** Exercise details **
Emit only the lines from the line containing "Note: point to the marble" through the last line of the entries, unchanged.

** Data to process **
>> Begin
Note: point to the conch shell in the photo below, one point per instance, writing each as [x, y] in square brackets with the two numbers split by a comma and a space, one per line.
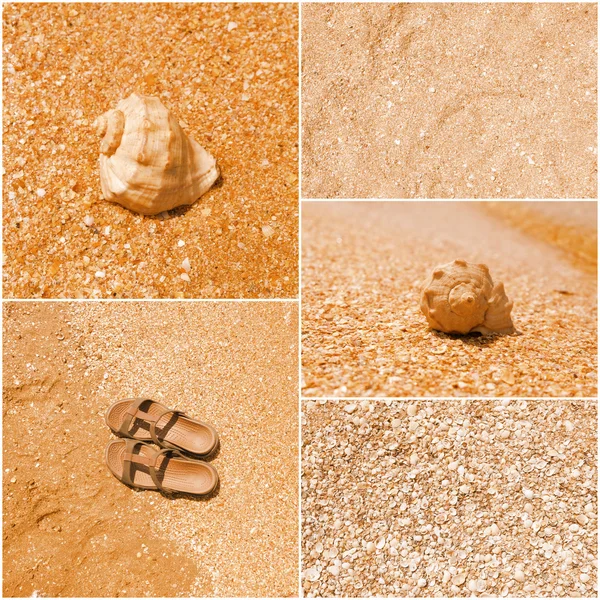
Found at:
[461, 297]
[147, 163]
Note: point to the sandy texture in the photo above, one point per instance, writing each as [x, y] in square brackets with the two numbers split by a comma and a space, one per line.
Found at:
[456, 100]
[363, 330]
[449, 498]
[70, 528]
[229, 72]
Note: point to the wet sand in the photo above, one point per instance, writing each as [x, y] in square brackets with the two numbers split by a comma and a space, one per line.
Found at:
[70, 528]
[363, 333]
[452, 100]
[228, 72]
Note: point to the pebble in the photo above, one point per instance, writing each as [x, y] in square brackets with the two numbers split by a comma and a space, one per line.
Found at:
[268, 231]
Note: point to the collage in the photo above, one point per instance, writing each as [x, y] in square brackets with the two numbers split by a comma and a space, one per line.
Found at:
[300, 299]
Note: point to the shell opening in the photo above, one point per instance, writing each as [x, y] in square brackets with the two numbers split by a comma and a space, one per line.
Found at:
[115, 124]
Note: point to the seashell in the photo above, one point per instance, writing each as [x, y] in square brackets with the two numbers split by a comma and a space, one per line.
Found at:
[147, 163]
[461, 297]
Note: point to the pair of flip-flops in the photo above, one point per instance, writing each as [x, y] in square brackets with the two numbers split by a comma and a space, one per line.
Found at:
[172, 468]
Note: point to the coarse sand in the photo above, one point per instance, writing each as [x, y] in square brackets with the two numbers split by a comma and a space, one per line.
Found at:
[449, 498]
[228, 72]
[70, 528]
[363, 333]
[449, 100]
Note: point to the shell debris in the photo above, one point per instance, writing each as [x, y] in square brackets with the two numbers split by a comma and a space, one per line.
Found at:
[418, 518]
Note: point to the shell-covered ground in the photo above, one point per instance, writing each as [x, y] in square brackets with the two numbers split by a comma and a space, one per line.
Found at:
[363, 333]
[70, 528]
[449, 100]
[228, 72]
[455, 498]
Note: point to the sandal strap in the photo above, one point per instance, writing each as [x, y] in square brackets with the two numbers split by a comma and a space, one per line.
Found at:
[164, 443]
[135, 412]
[130, 459]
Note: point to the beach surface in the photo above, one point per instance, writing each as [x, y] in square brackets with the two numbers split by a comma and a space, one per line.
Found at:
[450, 100]
[456, 498]
[229, 74]
[70, 528]
[363, 332]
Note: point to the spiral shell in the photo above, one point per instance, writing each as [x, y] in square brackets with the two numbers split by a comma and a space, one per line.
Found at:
[461, 297]
[147, 163]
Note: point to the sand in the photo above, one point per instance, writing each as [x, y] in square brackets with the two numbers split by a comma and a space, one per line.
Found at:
[456, 100]
[363, 333]
[450, 498]
[70, 528]
[234, 89]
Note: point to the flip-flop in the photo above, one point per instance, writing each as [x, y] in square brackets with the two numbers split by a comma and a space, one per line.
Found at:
[147, 420]
[142, 466]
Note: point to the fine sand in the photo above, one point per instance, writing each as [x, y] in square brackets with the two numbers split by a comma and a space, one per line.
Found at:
[70, 528]
[228, 72]
[450, 498]
[363, 333]
[452, 100]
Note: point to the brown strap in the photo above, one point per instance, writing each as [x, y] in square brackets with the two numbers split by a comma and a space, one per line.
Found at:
[135, 412]
[162, 442]
[132, 459]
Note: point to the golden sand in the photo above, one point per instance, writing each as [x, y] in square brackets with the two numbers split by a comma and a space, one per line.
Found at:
[229, 72]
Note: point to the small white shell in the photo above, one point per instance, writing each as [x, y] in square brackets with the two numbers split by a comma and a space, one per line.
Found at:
[147, 163]
[461, 297]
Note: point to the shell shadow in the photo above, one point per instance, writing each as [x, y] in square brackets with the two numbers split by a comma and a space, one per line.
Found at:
[180, 211]
[474, 338]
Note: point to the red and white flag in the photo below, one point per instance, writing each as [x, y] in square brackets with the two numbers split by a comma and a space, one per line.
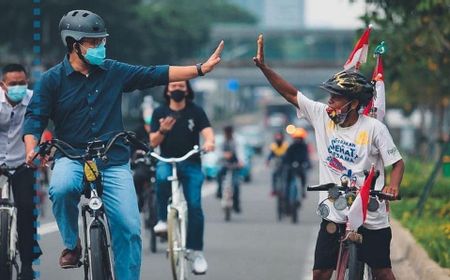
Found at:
[359, 53]
[358, 211]
[377, 106]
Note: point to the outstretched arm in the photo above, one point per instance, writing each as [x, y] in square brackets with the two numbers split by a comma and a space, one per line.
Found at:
[183, 73]
[284, 88]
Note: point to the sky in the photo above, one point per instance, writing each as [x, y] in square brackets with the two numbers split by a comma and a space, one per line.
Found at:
[333, 13]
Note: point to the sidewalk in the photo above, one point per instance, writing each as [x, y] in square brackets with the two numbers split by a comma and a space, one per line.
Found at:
[409, 260]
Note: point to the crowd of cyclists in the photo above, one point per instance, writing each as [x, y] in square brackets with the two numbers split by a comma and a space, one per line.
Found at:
[82, 96]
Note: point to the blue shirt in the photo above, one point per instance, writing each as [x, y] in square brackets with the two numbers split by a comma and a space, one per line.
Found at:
[84, 107]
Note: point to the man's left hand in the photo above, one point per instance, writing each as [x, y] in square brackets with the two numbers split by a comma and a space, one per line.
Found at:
[208, 146]
[213, 60]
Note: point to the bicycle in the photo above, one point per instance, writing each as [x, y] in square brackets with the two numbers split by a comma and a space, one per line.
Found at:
[97, 261]
[8, 224]
[177, 219]
[348, 266]
[147, 196]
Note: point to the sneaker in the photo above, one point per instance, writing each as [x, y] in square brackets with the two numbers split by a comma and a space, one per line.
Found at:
[199, 266]
[160, 227]
[70, 258]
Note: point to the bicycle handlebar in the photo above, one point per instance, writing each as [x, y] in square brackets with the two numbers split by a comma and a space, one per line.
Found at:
[195, 150]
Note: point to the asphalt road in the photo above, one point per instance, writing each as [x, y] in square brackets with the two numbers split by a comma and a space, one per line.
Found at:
[253, 245]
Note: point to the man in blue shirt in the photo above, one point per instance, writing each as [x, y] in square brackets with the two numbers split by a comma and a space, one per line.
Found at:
[82, 95]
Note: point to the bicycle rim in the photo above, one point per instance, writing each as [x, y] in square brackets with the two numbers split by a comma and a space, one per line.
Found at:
[5, 262]
[176, 250]
[100, 267]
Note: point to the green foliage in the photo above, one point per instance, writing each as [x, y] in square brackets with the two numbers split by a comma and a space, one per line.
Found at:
[418, 60]
[432, 230]
[143, 32]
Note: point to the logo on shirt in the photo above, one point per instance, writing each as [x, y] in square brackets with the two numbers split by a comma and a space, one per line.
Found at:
[191, 124]
[343, 150]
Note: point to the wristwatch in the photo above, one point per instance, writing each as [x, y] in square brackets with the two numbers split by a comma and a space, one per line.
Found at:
[199, 69]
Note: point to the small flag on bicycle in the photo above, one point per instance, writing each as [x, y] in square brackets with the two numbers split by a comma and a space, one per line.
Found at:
[358, 210]
[359, 53]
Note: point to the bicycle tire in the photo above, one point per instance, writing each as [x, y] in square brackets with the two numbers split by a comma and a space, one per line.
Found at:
[5, 262]
[355, 268]
[100, 267]
[176, 253]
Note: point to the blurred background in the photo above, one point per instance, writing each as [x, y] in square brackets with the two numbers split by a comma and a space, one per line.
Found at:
[306, 41]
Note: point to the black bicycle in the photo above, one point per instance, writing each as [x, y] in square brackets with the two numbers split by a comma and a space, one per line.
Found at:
[144, 168]
[98, 262]
[348, 266]
[8, 224]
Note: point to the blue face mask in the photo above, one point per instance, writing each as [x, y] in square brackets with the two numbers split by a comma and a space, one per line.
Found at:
[17, 93]
[95, 56]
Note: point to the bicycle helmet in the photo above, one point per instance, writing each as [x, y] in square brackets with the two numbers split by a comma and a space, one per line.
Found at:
[351, 85]
[79, 24]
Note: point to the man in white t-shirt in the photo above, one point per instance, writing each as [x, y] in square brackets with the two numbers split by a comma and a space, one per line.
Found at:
[347, 144]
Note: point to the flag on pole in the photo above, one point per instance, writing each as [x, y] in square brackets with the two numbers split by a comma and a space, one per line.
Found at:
[377, 106]
[358, 211]
[359, 53]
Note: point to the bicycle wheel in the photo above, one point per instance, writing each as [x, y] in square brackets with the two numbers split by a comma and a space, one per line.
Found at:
[355, 268]
[176, 251]
[5, 262]
[100, 267]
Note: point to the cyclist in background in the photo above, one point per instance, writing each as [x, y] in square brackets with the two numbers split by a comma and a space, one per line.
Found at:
[176, 127]
[296, 158]
[82, 95]
[277, 150]
[347, 143]
[14, 99]
[231, 154]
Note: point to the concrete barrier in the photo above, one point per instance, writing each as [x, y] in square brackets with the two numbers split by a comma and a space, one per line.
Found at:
[409, 260]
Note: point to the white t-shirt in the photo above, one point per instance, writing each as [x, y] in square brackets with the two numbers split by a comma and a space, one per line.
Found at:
[349, 151]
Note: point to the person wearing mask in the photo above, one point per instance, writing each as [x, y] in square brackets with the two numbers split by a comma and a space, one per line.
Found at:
[82, 95]
[176, 128]
[14, 99]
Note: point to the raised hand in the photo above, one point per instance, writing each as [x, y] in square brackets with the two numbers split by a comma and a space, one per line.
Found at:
[214, 59]
[259, 58]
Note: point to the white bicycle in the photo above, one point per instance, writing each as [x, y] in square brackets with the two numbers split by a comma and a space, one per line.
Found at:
[177, 220]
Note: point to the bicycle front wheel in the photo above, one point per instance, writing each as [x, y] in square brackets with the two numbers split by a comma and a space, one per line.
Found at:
[5, 262]
[100, 266]
[177, 256]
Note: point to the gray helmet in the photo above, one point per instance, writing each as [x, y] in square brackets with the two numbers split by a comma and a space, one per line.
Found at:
[79, 24]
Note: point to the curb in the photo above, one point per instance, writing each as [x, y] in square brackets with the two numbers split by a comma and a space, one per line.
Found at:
[410, 260]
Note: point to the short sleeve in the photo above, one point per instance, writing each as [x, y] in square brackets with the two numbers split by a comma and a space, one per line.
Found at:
[309, 109]
[141, 77]
[385, 145]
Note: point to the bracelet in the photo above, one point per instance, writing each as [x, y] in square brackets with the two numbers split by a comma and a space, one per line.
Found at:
[199, 69]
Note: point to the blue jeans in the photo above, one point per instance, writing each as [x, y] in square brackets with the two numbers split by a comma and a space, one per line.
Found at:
[121, 208]
[191, 177]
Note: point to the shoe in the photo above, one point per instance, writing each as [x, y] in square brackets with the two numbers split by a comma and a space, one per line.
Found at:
[160, 227]
[26, 273]
[199, 266]
[71, 258]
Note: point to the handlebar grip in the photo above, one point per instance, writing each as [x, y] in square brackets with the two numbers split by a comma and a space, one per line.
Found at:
[324, 187]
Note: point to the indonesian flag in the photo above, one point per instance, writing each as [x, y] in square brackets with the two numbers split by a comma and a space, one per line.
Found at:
[377, 106]
[358, 210]
[359, 53]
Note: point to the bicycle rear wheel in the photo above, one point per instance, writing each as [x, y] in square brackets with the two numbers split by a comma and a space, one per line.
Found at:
[5, 262]
[100, 266]
[178, 262]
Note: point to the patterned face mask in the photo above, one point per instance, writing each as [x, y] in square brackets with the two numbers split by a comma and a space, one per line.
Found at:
[336, 115]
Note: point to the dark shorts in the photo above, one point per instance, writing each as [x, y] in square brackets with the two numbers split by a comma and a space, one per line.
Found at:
[375, 249]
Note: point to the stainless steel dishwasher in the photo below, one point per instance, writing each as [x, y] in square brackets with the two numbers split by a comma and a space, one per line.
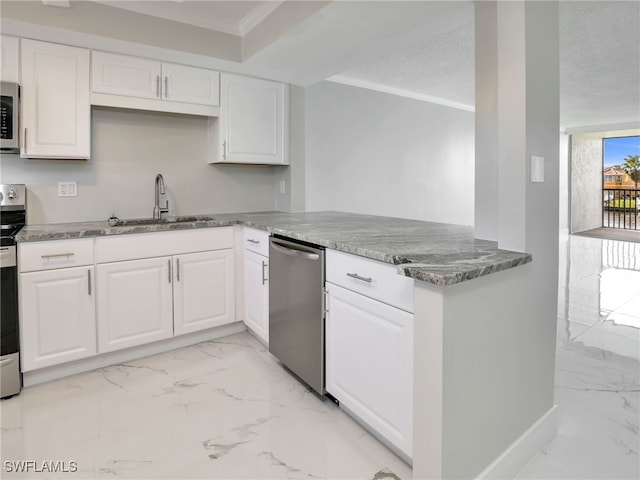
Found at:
[296, 308]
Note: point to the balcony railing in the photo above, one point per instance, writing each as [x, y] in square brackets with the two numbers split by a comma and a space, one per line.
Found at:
[621, 208]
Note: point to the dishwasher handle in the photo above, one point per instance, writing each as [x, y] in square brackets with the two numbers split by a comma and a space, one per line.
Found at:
[293, 252]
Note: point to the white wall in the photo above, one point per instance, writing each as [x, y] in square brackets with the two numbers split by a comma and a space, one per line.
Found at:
[586, 182]
[128, 149]
[375, 153]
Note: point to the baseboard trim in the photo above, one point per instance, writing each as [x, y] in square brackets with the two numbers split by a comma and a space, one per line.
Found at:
[520, 452]
[48, 374]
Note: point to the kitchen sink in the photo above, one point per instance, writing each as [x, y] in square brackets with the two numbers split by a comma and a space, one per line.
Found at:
[132, 222]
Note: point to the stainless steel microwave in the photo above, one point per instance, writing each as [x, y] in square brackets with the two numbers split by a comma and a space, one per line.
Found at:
[9, 124]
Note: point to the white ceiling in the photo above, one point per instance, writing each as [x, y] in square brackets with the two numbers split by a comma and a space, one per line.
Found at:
[425, 49]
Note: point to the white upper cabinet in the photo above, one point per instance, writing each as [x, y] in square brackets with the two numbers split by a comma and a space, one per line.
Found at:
[139, 83]
[123, 75]
[254, 121]
[9, 54]
[190, 84]
[56, 109]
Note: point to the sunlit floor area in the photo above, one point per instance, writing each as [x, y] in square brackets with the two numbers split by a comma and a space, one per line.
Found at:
[597, 364]
[227, 409]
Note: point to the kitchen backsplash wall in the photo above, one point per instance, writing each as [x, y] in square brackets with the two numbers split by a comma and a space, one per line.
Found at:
[128, 149]
[376, 153]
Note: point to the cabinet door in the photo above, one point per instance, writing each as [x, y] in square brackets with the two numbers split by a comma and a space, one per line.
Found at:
[134, 303]
[204, 293]
[55, 101]
[253, 121]
[369, 363]
[190, 84]
[124, 75]
[57, 317]
[256, 294]
[9, 52]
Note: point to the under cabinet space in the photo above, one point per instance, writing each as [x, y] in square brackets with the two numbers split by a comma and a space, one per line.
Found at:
[369, 363]
[55, 254]
[372, 278]
[203, 293]
[57, 320]
[256, 281]
[134, 303]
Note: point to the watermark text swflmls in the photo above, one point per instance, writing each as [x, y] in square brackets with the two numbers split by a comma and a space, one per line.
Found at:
[42, 466]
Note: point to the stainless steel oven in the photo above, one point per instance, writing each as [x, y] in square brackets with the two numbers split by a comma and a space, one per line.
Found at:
[9, 124]
[12, 219]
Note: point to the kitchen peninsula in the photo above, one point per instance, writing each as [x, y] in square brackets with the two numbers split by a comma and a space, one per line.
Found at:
[472, 351]
[436, 253]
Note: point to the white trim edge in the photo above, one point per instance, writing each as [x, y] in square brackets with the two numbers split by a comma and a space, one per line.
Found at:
[355, 82]
[520, 452]
[102, 360]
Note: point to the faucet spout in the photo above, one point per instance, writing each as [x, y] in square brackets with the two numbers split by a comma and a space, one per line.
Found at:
[159, 189]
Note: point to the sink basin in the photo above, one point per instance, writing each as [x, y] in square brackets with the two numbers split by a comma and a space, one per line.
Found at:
[132, 222]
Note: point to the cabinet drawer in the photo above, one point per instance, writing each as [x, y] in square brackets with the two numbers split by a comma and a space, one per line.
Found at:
[117, 248]
[377, 280]
[55, 254]
[256, 240]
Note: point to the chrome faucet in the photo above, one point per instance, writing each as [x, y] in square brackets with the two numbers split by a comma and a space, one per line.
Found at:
[157, 209]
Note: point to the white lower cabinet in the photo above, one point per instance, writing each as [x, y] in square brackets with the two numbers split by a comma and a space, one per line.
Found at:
[57, 316]
[256, 293]
[134, 303]
[369, 363]
[202, 291]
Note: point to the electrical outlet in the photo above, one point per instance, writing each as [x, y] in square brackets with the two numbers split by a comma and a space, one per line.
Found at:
[67, 189]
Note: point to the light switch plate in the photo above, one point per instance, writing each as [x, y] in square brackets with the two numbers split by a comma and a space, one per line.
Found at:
[67, 189]
[537, 169]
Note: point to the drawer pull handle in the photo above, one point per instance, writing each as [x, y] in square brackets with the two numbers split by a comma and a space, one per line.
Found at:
[358, 277]
[57, 255]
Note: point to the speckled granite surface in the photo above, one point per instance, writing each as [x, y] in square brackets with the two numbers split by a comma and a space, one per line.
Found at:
[437, 253]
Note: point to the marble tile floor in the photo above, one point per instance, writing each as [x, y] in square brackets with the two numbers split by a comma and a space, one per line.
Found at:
[220, 410]
[597, 385]
[226, 409]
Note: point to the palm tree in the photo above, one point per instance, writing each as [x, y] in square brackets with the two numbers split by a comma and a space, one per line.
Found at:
[631, 167]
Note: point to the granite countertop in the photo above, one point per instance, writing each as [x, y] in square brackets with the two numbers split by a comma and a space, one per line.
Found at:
[437, 253]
>> End
** Answer **
Note: point to the marble tile floor in the photo above, one point per instance, writing each as [x, y] in square brackets with the two numbers split by a comma and a space, one per line.
Found at:
[220, 410]
[597, 385]
[226, 409]
Note: point to the palm tree in the photo above, one point per instance, writing each as [x, y] in square brackets with the two numbers split by a comma and a space, one per line.
Found at:
[631, 167]
Note: point to the granite countertop in the photo above, one point per instance, writing each as [x, y] in square brackets with the two numbers split by a comma and a space, one per line.
Found at:
[437, 253]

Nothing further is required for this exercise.